TEXT SEGMENT
━━━━━━━━━━

01:04:25 - Eric Barela
Yes, I've seen that in action in a lot of organizations. One of the best uses of a theory of change, whether it's for an organization or for a program, is to document what the work is and what it is not.

01:04:41 - Mike Spear
Right?

01:04:41 - Eric Barela
And I've gone back to teams, to departments, to organizations that I've helped build theories of change for, and I've asked them, how has it gone? Do you still use this? What have you been able to use it for? And the thing that I've heard the most is it allows us to say no, because if it doesn't fit into how we're defining our success, then it can be a detractor. And so it's easy to say we can't do that because it doesn't fit with what we've already thought of.

01:05:17 - Mike Spear
Yeah. I have a question for you. We have long term visions. We have values, we have a couple of BHAGs. I hope to develop more BHAGs. For me, part of the Bhag process or one good behag to create is people you want to work with and organizations that you want to have on the platform. In some ways, I guess it's a marketing and growth thing. It's a function, success, whatever. But if those people and organizations take us seriously enough to collaborate, it's an indication that we're doing some things right. I'm curious. Who are some of the people and organizations out there in the world that you see that if and when we're able to gain their approval and their respect and collaborate or work with them or have them listed on the site, whatever the case might be, that it'll be a moment in time for you. It'd be really something you're proud of having achieved.

01:06:06 - Eric Barela
One way that I am viewing success here is first from the nonprofit perspective. If my eventual team and me has nonprofits knocking down our door, trying to get vetted to join the platform, that to me is important because we're seen as a trusted ally, we want nonprofits to come knock down our doors. And so to actually have that, to be able to come to you and say, dude, I need more people because the nonprofits keep coming, keep coming, keep coming, I would love for that to happen. I would also like to see some foundations, some granting institutions, see us as somebody who's doing credible due diligence for potential grantees. A lot of the larger foundations have teams to do this, but if they're able to also use our work and really give us that credibility, I think for me that would be another sign of success too.

01:07:26 - Mike Spear
Yeah, I think on that level it's a sign of sophistication. It's how sophisticated their team is at the sort of low end of the resource level or sophistication level. It'll be turnkey for those people. They'll see our research and our M and E work and that'll be as far as they need to take it. But for ones that do have their own in house teams, my hope is that we're top of the funnel for them, that we can help them discover things they wouldn't have otherwise and they can use our research as a starting point for going deeper on their own.

01:07:54 - Eric Barela
I also have a mark of success in terms of evaluators because I know we're creating this in part to also give evaluators a place to highlight their information, highlight their data, share their work. Because if a lot of nonprofits are knocking down a door, we still can't do all of the vetting, we still can't evaluate every single organization out there. And so to bring in more through the evaluator partnerships that we want to develop I think is going to be really important. And so to have my colleagues well, I think you know enough about m e for me to be able to say our colleagues in the evaluation space to have them see Altruous as again a credible platform for them to share their work. I would love for effective impact measurement to have a broader influence. To have a wider influence. I would love for some internal evaluators to contribute to revenue generation. I think that's attention in our work because if we are revenue generating, are we truly objective? And I would love for Altruous to be able to be that example of being able to generate revenue while being objective and being able to show both so to be able to give that to evaluators, I think, would be a really big mark of success for me, too. So come on board, evaluators. Come on.

━━━━━━━━━━

Records from a data collection:
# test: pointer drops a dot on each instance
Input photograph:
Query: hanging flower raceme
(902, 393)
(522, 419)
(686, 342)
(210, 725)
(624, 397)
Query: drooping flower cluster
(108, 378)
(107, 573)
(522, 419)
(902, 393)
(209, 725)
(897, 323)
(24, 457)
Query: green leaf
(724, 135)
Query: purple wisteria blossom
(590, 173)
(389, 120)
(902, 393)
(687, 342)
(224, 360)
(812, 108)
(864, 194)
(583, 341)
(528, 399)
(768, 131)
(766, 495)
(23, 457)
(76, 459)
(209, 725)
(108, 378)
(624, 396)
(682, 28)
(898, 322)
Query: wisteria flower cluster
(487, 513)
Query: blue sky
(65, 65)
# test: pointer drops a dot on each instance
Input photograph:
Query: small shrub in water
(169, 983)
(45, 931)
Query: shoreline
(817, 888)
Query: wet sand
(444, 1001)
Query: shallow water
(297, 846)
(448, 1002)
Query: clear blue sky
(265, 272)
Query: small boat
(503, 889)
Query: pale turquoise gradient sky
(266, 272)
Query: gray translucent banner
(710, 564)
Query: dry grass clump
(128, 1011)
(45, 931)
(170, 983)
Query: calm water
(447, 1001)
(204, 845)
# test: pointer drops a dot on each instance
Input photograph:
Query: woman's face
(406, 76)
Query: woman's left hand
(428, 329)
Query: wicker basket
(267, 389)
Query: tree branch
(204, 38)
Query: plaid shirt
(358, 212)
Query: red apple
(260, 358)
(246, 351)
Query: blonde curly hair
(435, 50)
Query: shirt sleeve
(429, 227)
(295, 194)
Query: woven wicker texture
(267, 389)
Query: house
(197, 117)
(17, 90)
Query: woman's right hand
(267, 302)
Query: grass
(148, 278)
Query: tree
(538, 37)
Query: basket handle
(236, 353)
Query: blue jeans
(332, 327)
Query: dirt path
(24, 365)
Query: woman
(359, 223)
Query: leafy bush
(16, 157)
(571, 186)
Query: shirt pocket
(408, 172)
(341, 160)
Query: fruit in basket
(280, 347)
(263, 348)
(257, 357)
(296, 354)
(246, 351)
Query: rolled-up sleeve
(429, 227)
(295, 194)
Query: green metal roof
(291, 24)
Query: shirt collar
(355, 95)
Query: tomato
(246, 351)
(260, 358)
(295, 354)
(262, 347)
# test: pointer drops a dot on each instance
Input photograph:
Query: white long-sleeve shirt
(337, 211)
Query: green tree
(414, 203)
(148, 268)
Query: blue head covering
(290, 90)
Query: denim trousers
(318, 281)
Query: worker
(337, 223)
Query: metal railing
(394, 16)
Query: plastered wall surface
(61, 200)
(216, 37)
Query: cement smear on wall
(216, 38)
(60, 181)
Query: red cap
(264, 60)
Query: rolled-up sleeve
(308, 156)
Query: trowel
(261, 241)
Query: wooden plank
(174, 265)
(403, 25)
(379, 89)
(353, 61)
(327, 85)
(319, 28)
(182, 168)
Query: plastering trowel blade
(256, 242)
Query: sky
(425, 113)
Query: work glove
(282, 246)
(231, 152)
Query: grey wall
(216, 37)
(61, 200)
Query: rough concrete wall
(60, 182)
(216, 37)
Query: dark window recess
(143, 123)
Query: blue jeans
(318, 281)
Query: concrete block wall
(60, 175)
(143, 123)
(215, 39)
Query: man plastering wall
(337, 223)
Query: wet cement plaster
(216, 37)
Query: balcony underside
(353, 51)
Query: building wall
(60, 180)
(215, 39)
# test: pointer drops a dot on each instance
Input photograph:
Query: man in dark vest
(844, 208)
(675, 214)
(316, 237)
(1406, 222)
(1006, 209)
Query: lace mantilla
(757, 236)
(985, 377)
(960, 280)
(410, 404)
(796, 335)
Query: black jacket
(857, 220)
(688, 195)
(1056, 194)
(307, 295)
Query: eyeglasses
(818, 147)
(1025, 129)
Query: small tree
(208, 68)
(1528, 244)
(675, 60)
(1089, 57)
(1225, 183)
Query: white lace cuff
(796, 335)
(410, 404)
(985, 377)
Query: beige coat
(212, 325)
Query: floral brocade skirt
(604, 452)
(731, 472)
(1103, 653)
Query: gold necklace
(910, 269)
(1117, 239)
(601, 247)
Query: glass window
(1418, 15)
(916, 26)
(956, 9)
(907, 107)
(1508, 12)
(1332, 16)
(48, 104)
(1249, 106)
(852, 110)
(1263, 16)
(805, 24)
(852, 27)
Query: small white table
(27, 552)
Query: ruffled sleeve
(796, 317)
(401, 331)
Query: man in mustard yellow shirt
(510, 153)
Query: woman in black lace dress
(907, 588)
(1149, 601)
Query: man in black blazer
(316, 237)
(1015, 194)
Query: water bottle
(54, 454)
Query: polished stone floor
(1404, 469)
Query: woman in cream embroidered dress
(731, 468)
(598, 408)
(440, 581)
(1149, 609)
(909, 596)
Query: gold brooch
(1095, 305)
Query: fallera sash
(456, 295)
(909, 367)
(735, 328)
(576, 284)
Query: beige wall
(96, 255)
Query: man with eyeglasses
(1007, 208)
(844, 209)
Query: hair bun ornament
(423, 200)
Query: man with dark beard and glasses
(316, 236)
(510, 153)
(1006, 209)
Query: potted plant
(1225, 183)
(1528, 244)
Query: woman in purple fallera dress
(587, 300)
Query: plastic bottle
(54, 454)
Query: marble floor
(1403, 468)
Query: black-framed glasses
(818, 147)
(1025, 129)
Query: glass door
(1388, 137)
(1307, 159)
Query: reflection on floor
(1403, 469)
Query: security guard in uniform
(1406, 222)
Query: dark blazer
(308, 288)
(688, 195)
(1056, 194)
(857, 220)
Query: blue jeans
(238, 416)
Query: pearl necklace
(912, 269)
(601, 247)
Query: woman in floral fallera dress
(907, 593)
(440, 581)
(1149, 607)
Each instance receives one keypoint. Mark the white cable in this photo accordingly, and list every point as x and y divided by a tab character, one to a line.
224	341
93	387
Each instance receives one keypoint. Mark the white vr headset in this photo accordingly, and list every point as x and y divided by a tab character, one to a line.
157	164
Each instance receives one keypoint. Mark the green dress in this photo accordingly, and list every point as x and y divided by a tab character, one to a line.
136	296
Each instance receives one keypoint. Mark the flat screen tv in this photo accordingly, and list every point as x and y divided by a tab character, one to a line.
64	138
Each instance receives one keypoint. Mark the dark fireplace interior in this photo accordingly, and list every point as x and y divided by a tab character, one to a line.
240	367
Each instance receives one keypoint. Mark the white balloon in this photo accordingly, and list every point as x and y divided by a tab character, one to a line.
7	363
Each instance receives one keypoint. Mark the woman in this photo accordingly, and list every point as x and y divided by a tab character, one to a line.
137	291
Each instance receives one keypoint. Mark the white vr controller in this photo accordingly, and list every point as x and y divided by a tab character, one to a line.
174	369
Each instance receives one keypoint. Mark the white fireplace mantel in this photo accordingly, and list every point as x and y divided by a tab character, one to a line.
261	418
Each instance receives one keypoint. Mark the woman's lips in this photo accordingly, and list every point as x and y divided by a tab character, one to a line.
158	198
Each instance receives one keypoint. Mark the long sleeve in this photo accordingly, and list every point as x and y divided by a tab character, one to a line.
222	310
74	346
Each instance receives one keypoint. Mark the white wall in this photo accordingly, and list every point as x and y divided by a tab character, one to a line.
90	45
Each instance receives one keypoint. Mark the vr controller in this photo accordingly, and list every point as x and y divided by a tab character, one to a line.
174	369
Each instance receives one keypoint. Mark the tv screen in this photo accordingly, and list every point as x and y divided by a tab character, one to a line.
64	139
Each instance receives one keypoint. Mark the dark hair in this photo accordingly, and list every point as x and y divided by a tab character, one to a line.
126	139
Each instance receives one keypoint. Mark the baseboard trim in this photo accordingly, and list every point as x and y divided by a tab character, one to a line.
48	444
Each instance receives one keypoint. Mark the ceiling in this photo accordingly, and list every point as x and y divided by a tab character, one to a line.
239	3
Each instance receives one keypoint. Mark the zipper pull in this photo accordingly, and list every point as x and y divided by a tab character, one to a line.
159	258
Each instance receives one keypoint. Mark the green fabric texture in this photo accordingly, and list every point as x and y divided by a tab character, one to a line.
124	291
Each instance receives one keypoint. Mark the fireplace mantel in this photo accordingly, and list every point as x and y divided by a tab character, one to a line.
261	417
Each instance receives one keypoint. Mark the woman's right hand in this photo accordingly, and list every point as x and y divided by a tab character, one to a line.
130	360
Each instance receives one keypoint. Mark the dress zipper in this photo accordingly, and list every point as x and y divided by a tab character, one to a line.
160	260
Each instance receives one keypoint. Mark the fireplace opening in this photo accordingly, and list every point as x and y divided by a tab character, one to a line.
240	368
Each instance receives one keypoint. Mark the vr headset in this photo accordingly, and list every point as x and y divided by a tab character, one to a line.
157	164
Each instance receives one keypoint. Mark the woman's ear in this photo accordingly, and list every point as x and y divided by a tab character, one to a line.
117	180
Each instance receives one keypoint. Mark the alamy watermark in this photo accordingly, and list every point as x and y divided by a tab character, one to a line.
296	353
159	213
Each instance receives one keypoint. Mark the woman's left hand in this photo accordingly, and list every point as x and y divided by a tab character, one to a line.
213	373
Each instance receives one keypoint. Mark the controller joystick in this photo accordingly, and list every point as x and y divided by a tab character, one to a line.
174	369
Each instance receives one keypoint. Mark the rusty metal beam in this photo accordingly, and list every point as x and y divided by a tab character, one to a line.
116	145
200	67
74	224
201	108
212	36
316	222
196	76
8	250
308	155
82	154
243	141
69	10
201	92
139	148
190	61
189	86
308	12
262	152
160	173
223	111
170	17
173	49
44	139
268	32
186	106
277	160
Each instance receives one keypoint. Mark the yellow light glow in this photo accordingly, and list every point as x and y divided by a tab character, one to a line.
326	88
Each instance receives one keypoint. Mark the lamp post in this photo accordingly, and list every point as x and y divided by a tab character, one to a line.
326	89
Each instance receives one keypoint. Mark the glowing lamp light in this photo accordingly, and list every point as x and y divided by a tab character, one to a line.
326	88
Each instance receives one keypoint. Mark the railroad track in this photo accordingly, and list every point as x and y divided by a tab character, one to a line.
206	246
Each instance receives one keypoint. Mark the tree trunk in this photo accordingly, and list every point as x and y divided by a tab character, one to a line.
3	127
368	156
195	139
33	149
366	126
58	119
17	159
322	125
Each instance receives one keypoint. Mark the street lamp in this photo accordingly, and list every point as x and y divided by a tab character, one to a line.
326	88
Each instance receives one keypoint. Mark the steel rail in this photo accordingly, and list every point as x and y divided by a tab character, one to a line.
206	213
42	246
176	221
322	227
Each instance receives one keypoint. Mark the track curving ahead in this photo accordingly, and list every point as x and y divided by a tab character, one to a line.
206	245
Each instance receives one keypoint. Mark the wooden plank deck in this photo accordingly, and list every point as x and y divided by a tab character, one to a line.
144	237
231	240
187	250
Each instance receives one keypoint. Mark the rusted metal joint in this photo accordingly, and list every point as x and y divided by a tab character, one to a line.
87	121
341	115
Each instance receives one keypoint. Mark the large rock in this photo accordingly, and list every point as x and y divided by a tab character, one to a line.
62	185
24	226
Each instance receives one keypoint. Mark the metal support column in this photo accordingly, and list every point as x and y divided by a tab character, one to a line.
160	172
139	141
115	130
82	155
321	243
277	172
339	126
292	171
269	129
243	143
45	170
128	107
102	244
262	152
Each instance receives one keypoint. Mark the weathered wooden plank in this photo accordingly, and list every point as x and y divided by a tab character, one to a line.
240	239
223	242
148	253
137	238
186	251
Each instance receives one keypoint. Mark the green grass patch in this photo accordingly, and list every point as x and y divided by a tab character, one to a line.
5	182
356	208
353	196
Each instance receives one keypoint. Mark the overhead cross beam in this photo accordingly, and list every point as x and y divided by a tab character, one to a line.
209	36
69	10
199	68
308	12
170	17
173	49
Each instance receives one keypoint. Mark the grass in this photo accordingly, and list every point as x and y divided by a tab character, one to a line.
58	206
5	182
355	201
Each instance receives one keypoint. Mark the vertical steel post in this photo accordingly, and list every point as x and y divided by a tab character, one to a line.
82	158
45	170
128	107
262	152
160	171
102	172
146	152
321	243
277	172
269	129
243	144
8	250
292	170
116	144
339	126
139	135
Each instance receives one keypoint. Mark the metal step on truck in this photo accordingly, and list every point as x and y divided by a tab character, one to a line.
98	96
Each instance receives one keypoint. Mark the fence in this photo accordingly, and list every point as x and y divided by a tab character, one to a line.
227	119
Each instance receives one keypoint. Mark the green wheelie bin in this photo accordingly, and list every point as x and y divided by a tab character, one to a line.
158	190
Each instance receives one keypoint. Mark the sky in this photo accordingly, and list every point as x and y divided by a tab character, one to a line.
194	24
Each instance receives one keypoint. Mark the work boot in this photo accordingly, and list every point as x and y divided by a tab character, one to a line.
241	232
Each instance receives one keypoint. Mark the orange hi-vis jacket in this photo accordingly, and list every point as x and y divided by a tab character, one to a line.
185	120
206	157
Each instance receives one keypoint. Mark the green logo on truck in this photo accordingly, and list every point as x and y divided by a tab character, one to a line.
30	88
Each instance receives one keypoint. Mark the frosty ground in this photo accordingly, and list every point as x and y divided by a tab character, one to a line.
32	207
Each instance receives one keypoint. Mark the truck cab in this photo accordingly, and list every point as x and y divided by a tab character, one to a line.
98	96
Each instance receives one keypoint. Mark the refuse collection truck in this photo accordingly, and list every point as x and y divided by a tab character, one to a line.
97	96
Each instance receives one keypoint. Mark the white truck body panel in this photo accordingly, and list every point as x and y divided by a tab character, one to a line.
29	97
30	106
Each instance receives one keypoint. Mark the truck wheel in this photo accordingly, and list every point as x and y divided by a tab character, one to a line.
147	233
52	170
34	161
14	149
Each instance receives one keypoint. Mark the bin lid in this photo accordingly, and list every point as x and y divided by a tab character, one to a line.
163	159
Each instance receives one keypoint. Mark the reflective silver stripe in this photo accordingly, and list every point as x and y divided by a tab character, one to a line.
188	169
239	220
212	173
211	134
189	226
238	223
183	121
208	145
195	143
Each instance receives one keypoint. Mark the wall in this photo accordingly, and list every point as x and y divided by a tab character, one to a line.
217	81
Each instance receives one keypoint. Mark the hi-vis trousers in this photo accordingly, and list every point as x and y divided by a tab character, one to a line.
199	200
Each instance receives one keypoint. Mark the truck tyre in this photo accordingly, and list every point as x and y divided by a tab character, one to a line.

━━━━━━━━━━

TASKS TO CARRY OUT
A – Rewrite the stretch of the conversation transcript from "01:04:25 - Eric" through "already thought of.", replacing "theory of change" with "logic model".
B – In the conversation transcript, list the questions Eric Barela says he asked the teams, departments, and organizations he helped build theories of change for.
C – Take the conversation transcript further from the point where it stops.

ANSWERS PROVIDED
A –
01:04:25 - Eric Barela
Yes, I've seen that in action in a lot of organizations. One of the best uses of a logic model, whether it's for an organization or for a program, is to document what the work is and what it is not.

01:04:41 - Mike Spear
Right?

01:04:41 - Eric Barela
And I've gone back to teams, to departments, to organizations that I've helped build theories of change for, and I've asked them, how has it gone? Do you still use this? What have you been able to use it for? And the thing that I've heard the most is it allows us to say no, because if it doesn't fit into how we're defining our success, then it can be a detractor. And so it's easy to say we can't do that because it doesn't fit with what we've already thought of.

B –
- How has it gone?
- Do you still use this?
- What have you been able to use it for?

C –
01:09:36 - Mike Spear
For me, some of those BHAGs or marks of success would be organizations I hold in very high regard coming on. I think polaris project came up in conversation recently. I think they're terrific.

01:09:47 - Eric Barela
Oh, polaris is wonderful. They're an anti human trafficking organization that is pretty darn amazing.

01:09:55 - Mike Spear
Yeah, well and my nerdy side really gets activated when they talk about their operational workflows, how they leverage CRM, really, the efficiency with which they operate and do some really impactful work. Greenwave, for me, is like this little organization nobody's ever heard of, but I've just been a fan of theirs since I heard about it. They've got a really niche program, and it's a very humble beginning. So the founder is not a nonprofit guy. He's like a fisherman. But what they do is basically train fishermen who are at risk of essentially losing their livelihoods to instead of just double down on a career that has a questionable future and is extractive largely to our environment to turn them into farmers on the water. So they're growing in these cherished farms that are suspended in the water. So the surface footprint is like 30 yards or something like that square, but it goes super deep, and they're growing things like kelp and oysters and mussels and all kinds of things. So it's giving these fishermen that had somewhat bleak career futures. Fishing is a family business, that's generational. So there's a lot of pride wrapped up in that and a lot of family legacy wrapped up in it. To give them something that checks all those boxes and fills their needs, but in a way that is environmentally sustainable and healthy for our ecosystem and for our diets is pretty incredible. So little organizations like that that basically nobody's ever heard of who are just doing really cool work in very interesting ways, very quietly. To get those guys some recognition, I think means a lot. So as we can get some of those, if greenwave ever hears this and signs up, that would be a huge coup for me personally. But to start getting more and more of those stories and help them scale their solutions, the more stories I hear about that, the more excited I'll be about it.

01:11:38 - Eric Barela
Yeah, I can definitely say, as I'm now meeting with nonprofits to kind of work through our framework, bring them on board, I get to hear some pretty cool stories about really cool organizations doing some really cool things. It's definitely a highlight of my day when I get to hear about organizations really working hard to provide some pretty innovative support to people who really need it. It's a perk.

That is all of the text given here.